**Excerpted passage:**
## Begin
Kushiel’s Dart by Jaqueline Carey

Note: This is an adult book. Discretion advised.
Kushiel's Dart

Primarily I read and review non-fiction books.  While I like to read fiction, fiction tells a story and its strength is its ability to allow you to see life through someone else’s eyes.

Radically different lives give you a view of a different world.  Several studies have shown that reading fiction helps to build empathy and actually by itself, helps to build interpersonal skills.

Fiction in the Christian world often has a couple problems.  One, it often is oriented toward ‘nice’ stories that end well, that show people that are too easily changed by the message of Christ or where there is not actually any real conflict in the book. So I rarely read fiction published by Christian publishing houses.  But second, there is a distrust of fiction in the Christian world that I find problematic.  That distrust seems to be rooted in the fiction of the tale.  There are Christians that are uncomfortable with stories as a means of conveying truth.

Kushiel’s Dart will not be mistaken for a Christian novel.  It is about a girl, sold into indentured servitude by her mother as a young child, raised to become a prostitute.  She becomes a courtesan to the wealthy, one that specializes in the darker sexual appetites.  This book is fairly explicit.  The sex is throughout the book.  Bi-sexuality, bondage and torture are described, the main character views her job as what might be called a temple prostitute, a way for others to reach out to their god.

So at this point you might wonder why I read this book, and why I am reviewing it.  First, the book is very well written.  Second, while it is explicit, there is a point to much of it.  It is not written as erotica, but fantasy that includes sex.  Third, I have had people recommending it to me for about a decade.  I don’t read everything recommended to me, but I do try to read a lot of it.  Recommendations are a great way to expand your horizons.
## End
**Exercise inputs:**
## Begin
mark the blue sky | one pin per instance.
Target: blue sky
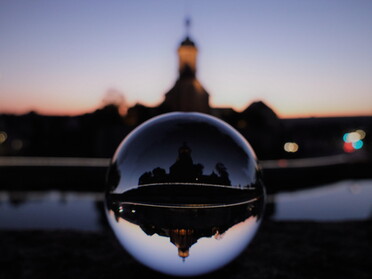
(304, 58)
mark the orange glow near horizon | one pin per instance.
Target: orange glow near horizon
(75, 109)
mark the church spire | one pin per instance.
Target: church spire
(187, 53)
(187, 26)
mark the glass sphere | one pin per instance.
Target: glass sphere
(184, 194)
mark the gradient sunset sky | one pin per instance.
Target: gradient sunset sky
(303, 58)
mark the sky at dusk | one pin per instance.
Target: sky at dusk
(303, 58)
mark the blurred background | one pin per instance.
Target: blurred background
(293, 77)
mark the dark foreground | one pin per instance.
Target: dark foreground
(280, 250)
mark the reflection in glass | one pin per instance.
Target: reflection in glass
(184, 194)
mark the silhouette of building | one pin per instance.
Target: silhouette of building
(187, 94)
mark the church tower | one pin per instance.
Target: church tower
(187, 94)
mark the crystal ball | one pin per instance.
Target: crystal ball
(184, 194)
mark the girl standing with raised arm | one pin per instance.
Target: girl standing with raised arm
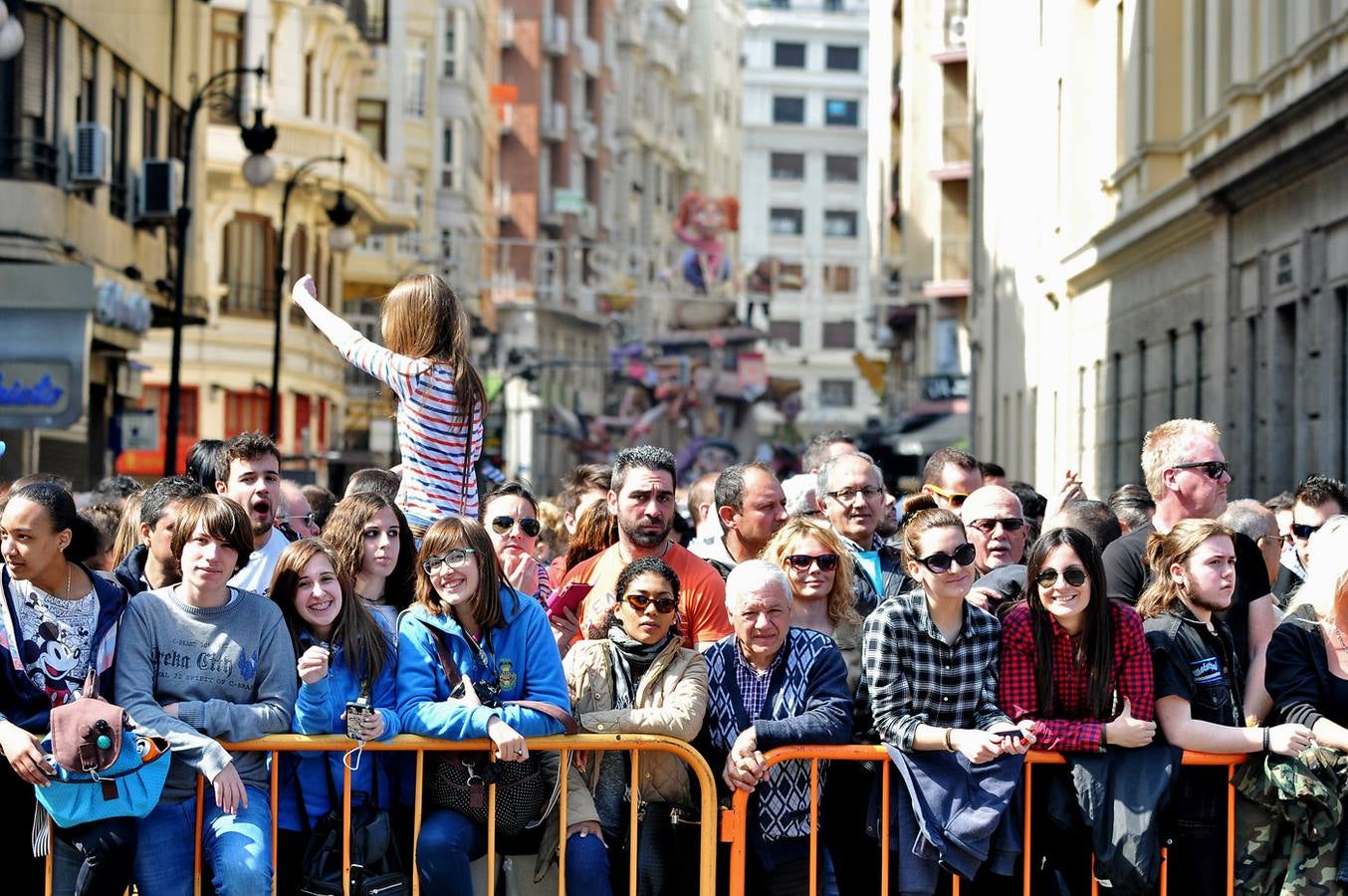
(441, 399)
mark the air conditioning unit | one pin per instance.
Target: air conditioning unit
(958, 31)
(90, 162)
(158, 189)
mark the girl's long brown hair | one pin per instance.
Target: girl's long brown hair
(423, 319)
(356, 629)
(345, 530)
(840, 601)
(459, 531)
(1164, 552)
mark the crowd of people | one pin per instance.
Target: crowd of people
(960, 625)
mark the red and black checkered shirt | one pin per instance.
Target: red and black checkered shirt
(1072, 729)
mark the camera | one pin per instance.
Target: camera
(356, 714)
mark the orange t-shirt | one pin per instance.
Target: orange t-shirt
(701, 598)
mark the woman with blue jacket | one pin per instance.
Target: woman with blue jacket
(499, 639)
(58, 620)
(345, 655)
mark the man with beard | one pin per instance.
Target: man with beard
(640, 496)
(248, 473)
## End
**What to work on:**
a - Shorten the paragraph of the review that begins "Fiction in the Christian world" to two sentences, keeping its main points.
b - In the records, print the lines unchanged, starting at the line that contains "mark the woman" and continuing through the final line of the records.
The review and the records are unrelated material.

**Set of answers:**
a - Christian fiction tends toward pleasant stories with happy endings, overly easy conversions, or no real conflict, so the reviewer rarely reads books from Christian publishers. Many Christians also distrust fiction itself, appearing uneasy with stories as a way of conveying truth, which the reviewer finds problematic.

b -
mark the woman with blue jacket | one pin per instance.
Target: woman with blue jacket
(499, 639)
(58, 620)
(345, 655)
mark the man with beard | one pin per instance.
Target: man with beard
(640, 496)
(248, 473)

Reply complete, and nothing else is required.